— Begin —

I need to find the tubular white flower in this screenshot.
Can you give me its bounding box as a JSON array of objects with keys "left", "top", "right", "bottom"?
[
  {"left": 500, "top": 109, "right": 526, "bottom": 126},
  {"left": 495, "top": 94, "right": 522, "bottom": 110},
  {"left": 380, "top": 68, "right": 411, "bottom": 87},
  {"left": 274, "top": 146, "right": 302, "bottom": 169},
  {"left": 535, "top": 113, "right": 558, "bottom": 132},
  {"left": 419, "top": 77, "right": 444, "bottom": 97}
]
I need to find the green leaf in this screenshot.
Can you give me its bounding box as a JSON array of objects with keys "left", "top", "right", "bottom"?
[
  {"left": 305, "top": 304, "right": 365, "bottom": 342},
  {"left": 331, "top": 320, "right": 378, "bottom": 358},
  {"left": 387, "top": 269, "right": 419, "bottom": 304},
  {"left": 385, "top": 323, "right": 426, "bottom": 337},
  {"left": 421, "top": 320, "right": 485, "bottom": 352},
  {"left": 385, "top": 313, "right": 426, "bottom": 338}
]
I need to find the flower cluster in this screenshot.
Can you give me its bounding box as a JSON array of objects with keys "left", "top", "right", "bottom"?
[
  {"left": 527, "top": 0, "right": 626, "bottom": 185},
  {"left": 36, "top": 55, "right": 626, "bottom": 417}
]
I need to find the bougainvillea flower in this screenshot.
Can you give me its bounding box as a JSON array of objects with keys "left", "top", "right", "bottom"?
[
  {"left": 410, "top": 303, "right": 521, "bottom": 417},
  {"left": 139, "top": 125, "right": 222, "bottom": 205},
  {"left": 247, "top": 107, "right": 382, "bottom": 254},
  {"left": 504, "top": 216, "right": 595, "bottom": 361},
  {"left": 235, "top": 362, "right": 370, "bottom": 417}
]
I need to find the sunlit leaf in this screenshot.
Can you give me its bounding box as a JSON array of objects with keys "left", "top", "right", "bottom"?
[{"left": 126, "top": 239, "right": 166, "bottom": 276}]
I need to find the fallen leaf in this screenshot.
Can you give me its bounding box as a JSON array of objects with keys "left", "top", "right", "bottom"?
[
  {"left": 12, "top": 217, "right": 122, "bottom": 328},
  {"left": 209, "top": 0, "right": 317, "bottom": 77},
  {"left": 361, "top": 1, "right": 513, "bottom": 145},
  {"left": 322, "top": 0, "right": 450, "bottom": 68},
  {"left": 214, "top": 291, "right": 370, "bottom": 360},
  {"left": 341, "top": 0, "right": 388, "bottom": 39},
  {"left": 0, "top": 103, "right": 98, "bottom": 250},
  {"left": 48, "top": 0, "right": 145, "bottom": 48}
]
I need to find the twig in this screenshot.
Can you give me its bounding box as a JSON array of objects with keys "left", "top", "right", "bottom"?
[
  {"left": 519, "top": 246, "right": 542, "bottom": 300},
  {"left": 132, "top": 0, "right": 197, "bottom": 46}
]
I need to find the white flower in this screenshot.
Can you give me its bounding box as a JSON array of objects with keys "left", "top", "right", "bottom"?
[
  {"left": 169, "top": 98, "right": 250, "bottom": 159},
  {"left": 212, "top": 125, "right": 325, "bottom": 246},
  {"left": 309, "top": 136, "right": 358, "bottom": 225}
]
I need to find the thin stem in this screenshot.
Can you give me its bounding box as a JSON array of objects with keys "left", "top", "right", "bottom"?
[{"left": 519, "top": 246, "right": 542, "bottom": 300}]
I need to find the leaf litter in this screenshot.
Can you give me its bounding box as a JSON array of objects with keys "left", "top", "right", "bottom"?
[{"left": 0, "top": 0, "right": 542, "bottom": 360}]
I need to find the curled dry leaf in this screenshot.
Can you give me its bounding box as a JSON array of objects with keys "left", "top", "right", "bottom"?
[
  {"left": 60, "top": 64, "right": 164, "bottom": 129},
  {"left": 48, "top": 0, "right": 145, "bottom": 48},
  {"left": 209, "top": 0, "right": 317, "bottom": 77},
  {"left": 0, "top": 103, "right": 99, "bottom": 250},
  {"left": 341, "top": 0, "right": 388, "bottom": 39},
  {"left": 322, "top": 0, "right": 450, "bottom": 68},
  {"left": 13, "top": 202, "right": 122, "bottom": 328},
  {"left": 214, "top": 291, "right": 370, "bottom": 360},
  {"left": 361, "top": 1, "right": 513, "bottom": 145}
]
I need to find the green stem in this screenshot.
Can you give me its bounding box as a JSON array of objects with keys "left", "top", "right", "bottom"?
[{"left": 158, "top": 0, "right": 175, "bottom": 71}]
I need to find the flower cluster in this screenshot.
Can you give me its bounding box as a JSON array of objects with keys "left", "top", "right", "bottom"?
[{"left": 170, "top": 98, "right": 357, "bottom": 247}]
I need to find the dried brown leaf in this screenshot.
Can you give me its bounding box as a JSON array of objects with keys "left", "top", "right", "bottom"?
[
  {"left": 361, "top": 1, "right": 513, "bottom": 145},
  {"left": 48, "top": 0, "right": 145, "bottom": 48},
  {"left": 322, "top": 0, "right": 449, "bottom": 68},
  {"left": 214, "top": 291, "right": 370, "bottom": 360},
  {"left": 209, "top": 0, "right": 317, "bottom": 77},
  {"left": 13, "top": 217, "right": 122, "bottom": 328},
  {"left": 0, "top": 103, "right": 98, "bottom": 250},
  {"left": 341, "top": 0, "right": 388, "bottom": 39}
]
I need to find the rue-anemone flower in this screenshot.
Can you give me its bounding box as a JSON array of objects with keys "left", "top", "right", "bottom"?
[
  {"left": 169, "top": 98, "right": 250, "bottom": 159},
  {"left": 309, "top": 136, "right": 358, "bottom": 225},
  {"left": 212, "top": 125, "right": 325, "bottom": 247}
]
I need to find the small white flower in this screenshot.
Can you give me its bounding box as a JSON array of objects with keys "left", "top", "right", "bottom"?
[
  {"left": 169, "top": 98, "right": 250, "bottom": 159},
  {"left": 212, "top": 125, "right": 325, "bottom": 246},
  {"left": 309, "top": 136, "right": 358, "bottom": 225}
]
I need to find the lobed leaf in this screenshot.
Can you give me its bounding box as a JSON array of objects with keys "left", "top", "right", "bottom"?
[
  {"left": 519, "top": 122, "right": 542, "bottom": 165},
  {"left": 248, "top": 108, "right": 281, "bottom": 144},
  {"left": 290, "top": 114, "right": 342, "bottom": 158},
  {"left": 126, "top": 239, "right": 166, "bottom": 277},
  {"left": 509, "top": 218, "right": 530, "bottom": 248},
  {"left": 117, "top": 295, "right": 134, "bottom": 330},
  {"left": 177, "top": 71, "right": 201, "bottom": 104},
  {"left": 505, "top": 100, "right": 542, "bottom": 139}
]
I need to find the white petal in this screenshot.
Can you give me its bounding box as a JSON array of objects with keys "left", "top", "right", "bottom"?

— End —

| Request |
How many lines in the material above contain the string "stem"? Count case-sensitively and reply with the number alone.

| Task answer |
2